* _Objetivo_: Escribe lo que sigue en la meditación sobre María, Reina de la paz, justo a partir de su última frase.

* _Fragmento proporcionado_:
■ ■ ■ ■ ■ ■ ■

- María, Reina de la paz.
- Reconciliarse con el hermano.
- La paz de los hijos de Dios.
JESÚS ha subido al cielo. Los apóstoles, a pesar de haber sido testigos de su resurrección, todavía sienten cierto temor a las autoridades. En esos momentos, vemos que perseveran «unánimes en la oración» (Hch 1,14). Necesitan apoyarse mutuamente. Y en esas reuniones María Inmaculada ocuparía un lugar especial. Ellos la habían acogido como madre. Ella los trata como hijos. En medio de un clima hostil, encontrarían en su presencia la misma seguridad que tiene un niño en brazos de su madre. Una paz que alcanzará una medida más plena con el envío del Espíritu Santo, que les permitirá dirigirse a Dios como Padre. Así lo escribe san Pablo en esa misma época: «Dios envió a nuestros corazones el Espíritu de su Hijo, que clama: “¡Abba, Padre!”. De manera que ya no eres siervo, sino hijo» (Gal 4,6-7). Con el envío del Paráclito, los apóstoles podrían afrontar la violencia y la hostilidad con la paz que ven en María, la llena de gracia. Como a ella, se les podrán aplicar estas palabras de Jesús: «Bienaventurados los pacíficos, porque serán llamados hijos de Dios» (Mt 5,9).
El Espíritu Santo da testimonio en nuestras almas de que, por la gracia, somos hijos de Dios en Cristo. Y «esa es nuestra fuerza y nuestra seguridad –comenta el prelado del Opus Dei–: sabernos amados por un Padre que todo lo sabe y todo lo puede»[1]. Con la Anunciación y la Encarnación de Jesús, la Trinidad hizo morada en el alma de María, quien pasó a ser hija de Dios Padre, madre de Dios Hijo y esposa de Dios Espíritu Santo. Esa relación con las divinas Personas le permitió acoger con serenidad las dificultades de la vida, especialmente las que tendría que sufrir siendo la Madre de Jesucristo, que no serían otras que las de su mismo Hijo. Los apóstoles se refugian en ella porque María transmite la paz que proviene fruto de la íntima comunión con Dios. En este octavo día de la Novena a la Inmaculada podemos dirigirnos a ella, como los discípulos, invocándola como Reina de la paz. «Cuando se alborota tu alma, el ambiente familiar o el profesional, la convivencia en la sociedad o entre los pueblos, no ceses de aclamarla con ese título: “Regina pacis, ora pro nobis!”. Reina de la paz, ¡ruega por nosotros! ¿Has probado, al menos, cuando pierdes la tranquilidad? Te sorprenderás de su inmediata eficacia»[2].

■ ■ ■ ■ ■ ■ ■

* _Registros proporcionados_:
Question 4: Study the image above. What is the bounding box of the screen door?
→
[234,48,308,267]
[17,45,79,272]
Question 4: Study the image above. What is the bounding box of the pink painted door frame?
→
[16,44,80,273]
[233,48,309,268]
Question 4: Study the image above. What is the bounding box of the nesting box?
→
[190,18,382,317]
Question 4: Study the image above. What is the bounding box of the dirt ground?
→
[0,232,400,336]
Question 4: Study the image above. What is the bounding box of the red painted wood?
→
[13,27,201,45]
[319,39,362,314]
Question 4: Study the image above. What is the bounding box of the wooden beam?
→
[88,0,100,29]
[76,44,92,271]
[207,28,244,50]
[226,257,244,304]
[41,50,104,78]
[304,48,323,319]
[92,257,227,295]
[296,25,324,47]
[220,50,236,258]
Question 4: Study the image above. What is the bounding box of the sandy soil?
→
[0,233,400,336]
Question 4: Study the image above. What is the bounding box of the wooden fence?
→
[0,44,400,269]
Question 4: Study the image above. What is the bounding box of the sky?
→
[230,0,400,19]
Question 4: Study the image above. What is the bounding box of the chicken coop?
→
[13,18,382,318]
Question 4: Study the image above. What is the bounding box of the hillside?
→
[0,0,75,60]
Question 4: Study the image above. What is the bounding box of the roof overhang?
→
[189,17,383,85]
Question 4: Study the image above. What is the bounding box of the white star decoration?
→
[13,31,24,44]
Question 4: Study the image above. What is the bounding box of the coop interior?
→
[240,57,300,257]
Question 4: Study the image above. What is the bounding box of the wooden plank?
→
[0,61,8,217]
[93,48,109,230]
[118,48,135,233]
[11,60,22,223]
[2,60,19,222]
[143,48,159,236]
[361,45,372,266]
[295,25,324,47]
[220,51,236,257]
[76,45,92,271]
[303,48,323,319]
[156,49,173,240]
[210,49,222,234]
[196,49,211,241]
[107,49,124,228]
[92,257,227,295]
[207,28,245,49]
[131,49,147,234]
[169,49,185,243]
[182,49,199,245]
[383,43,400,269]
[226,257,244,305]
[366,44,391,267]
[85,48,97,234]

■ ■ ■ ■ ■ ■ ■

* _Respuesta a continuación_:
JESÚS realizó la paz con su propia vida. Con su sangre reconcilió dos realidades que desde el pecado de Adán estaban enfrentadas. Él unió el cielo y la tierra, Dios y el hombre. En definitiva, nos abrió las puertas de la vida eterna entregándose él mismo. Por eso el pacífico no es simplemente alguien que intenta poner de acuerdo a dos partes: él mismo, con su vida, crea la paz allá donde se encuentra.
Es de suponer que los apóstoles tendrían diferencias entre sí. En los evangelios comprobamos que cada uno tenía su propio modo de ser y de comprender la realidad. Y esto, como sucede en cualquier familia, provocaría algunas tensiones. Con el tiempo y la gracia de Dios, su corazón se iría transformando, hasta ser los santos que hoy veneramos. En este itinerario, los encuentros en torno a la Virgen María habrán fomentado esa santa comunión de corazones. De la unión de María con Jesús aprenderían el valor de preservar la paz con Dios y con los hermanos, incluso con los que parecen enemigos. En el ámbito más cercano, el familiar, recordarían lo que habían oído de labios del Maestro: «Si al llevar tu ofrenda al altar recuerdas que tu hermano tiene algo contra ti, deja allí tu ofrenda delante del altar, vete primero a reconciliarte con tu hermano, y vuelve después para presentar tu ofrenda» (Mt 5,23-24). Para Jesús era más importante estar en paz con un hermano que cualquier rito en el Templo, por solemne que fuese. En esas palabras comprendemos que Jesús no quiere que vivamos de treguas en nuestras relaciones, con fracturas no curadas con las que convivimos pacíficamente. Anhela para nosotros la verdadera paz, la que deja de lado las propias opiniones o modos de ver la vida para conseguir un bien más preciado: la comunión que lleva a sabernos hijos de Dios. «Bienaventurados los pacíficos, porque serán llamados hijos de Dios» (Mt 5,9).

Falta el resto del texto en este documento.